Problem statement — Take the line that contains "of the green" as the first and the last line of the material as the final one; set down exactly the lines in that span.

[Coordinate labeling data]
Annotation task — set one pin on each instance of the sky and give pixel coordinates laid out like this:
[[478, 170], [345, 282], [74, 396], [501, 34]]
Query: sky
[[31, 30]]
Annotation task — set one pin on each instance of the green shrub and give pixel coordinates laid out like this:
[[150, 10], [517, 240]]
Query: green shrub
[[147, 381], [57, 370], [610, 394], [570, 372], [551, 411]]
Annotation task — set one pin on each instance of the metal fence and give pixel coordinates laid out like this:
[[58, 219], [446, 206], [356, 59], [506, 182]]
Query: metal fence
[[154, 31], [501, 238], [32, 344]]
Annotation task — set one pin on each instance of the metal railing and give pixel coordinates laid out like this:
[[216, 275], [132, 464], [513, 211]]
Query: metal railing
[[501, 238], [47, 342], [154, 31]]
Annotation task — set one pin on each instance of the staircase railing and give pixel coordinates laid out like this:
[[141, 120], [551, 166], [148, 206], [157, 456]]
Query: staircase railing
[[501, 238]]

Result for this exercise —
Annotation task — set one pin on each instance of the green shrub and give pixel coordinates laid out like this:
[[150, 10], [517, 240]]
Query: green shrub
[[147, 381], [57, 370], [610, 394], [570, 372], [551, 411]]
Annotation task — set one pin on each instance of the metal fence and give pixel coordinates laid out like this:
[[58, 219], [446, 206], [356, 59], [506, 182]]
Query: metal fence
[[154, 31], [501, 238], [32, 344]]
Annotation task — set one pin on each instance of the metal railing and give pixel coordinates laid out like this:
[[216, 275], [132, 464], [513, 211]]
Query: metal railing
[[501, 238], [47, 342], [154, 31]]
Annotation task — set one pin on each instance of the staircase railing and give pixel coordinates laid out like this:
[[141, 120], [551, 166], [148, 206], [157, 456]]
Query: staircase railing
[[501, 238]]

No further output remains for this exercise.